— START Supplied entries —
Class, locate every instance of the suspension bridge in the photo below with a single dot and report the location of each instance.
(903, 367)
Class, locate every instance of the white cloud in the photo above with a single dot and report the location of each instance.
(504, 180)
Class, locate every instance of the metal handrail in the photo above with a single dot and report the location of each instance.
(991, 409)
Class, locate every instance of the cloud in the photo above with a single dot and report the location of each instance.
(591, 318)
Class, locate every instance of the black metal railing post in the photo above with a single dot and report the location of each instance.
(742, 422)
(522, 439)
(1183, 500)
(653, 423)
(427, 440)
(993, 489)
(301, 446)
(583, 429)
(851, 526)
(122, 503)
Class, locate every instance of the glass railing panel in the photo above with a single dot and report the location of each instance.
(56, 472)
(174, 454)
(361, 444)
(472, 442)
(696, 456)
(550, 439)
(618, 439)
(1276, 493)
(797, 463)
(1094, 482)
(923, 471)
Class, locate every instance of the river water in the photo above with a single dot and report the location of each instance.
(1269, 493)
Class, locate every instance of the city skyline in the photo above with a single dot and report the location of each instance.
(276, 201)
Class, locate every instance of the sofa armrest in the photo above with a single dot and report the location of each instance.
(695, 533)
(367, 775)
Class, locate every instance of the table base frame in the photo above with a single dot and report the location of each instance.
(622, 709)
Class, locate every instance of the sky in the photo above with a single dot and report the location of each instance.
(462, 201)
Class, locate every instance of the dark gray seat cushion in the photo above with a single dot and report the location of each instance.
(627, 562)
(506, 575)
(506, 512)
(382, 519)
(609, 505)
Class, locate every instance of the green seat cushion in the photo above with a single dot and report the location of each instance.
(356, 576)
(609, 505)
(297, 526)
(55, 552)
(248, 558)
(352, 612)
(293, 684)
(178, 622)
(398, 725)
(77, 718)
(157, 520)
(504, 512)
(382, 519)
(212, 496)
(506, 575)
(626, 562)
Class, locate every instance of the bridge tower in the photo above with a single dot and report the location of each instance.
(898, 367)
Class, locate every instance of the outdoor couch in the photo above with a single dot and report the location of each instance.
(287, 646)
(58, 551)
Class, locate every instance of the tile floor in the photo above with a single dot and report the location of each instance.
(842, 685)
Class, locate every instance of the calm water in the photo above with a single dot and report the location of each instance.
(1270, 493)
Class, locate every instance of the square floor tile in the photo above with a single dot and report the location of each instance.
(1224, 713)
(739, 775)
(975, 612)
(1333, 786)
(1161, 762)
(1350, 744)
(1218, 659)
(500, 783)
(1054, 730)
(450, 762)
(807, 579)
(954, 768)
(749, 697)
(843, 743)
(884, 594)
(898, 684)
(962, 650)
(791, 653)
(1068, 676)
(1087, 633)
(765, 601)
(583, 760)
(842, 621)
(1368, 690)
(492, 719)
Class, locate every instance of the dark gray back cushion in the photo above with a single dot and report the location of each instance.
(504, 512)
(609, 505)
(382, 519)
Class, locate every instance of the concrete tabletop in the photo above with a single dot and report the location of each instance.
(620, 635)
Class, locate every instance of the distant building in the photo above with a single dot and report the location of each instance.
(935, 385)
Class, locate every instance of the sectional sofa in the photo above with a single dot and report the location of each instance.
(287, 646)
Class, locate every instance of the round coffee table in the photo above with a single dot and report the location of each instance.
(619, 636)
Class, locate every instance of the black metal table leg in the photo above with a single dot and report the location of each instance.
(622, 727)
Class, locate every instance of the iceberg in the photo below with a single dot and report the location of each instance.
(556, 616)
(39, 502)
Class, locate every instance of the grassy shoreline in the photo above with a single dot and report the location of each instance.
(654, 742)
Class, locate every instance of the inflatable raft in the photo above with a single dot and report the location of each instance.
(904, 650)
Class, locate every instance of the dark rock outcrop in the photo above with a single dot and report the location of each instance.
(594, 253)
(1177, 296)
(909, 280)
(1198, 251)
— END Supplied entries —
— START Supplied entries —
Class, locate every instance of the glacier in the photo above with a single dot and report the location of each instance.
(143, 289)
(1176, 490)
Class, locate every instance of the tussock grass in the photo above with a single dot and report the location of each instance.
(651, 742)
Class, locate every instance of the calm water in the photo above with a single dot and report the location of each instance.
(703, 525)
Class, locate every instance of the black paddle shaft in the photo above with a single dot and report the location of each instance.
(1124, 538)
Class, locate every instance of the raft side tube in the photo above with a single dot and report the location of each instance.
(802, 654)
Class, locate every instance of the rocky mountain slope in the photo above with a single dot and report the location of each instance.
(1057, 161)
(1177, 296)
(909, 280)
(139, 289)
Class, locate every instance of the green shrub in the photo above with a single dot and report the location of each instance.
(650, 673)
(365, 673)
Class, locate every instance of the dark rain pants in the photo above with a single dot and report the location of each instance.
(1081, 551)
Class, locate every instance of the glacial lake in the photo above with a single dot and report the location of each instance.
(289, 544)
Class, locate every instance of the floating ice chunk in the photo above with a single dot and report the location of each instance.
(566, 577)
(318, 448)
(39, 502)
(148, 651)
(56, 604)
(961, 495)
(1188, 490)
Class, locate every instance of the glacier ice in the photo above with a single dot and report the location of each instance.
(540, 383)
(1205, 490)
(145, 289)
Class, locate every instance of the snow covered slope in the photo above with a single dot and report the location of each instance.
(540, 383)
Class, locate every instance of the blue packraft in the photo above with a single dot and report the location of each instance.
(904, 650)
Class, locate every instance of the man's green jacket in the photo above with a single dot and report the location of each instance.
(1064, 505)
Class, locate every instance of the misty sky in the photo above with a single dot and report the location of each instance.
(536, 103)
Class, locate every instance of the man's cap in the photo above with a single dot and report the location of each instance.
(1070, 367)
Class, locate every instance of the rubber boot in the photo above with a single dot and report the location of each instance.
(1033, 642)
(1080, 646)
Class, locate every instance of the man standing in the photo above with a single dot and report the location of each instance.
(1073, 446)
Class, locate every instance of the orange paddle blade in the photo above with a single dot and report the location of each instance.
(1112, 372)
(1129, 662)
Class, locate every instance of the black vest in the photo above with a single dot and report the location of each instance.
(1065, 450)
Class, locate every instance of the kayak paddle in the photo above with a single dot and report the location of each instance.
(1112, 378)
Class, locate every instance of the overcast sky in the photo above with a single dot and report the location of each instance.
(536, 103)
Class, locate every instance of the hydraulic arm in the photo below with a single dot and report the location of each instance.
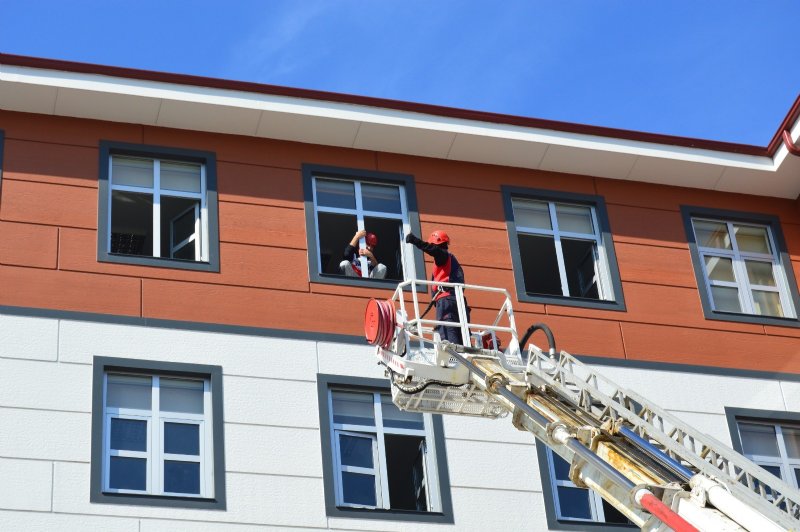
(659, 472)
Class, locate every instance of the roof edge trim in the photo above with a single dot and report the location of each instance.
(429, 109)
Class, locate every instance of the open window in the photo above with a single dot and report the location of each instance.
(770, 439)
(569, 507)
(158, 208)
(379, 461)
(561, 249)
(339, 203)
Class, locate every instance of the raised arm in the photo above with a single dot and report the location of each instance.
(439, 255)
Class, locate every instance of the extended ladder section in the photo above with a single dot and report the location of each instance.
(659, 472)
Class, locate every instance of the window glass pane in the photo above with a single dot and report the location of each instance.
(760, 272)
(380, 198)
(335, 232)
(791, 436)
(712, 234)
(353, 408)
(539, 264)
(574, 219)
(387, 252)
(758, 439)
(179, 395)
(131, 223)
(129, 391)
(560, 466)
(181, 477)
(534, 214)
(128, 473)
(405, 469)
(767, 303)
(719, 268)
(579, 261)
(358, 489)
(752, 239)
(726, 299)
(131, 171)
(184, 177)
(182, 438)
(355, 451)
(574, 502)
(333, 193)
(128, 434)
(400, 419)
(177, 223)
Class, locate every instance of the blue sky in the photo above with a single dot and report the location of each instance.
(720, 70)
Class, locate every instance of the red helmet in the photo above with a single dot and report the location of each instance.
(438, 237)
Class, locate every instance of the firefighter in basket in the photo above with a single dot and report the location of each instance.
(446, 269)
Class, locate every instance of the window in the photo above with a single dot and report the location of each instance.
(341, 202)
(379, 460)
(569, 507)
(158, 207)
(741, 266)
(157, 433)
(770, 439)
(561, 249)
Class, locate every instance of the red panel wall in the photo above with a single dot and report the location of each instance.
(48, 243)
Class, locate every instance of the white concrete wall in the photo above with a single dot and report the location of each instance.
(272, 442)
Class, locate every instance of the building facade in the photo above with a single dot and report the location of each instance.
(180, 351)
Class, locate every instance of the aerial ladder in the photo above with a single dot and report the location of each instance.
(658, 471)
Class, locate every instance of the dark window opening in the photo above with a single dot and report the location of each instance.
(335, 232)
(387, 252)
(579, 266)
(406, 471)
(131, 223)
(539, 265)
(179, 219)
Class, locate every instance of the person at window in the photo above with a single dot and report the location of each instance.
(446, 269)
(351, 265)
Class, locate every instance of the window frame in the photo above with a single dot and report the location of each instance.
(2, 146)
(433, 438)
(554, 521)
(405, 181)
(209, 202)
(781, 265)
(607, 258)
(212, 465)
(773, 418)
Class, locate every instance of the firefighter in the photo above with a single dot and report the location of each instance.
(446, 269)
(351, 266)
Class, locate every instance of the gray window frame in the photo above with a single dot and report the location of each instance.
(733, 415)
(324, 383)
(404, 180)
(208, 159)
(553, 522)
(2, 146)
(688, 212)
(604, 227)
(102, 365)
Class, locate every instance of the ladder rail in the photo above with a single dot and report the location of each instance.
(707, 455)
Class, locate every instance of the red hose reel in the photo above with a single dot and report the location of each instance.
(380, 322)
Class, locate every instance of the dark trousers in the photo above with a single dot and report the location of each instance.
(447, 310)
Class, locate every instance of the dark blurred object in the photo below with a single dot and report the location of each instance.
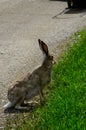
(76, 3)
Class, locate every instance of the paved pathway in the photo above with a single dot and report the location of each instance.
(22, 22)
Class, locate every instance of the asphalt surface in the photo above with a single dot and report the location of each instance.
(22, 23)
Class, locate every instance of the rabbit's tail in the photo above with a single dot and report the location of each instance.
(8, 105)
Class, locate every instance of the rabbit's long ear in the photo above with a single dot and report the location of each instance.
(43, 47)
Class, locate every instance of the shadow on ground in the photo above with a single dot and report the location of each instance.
— END Supplied entries —
* [Written request] Can you quote, word for word, the rows starting with the one that contains "Class, locate every instance of the rabbit's long" and running through the one that contains "Class, locate every instance of the shadow", both of those included?

* [Task solution]
Class, locate every instance of the rabbit's long ear in the photo above with a single dot and report the location of each instance.
(43, 47)
Class, locate every instance of the shadow on ground in the photo above with a single dot and report the location of each instance.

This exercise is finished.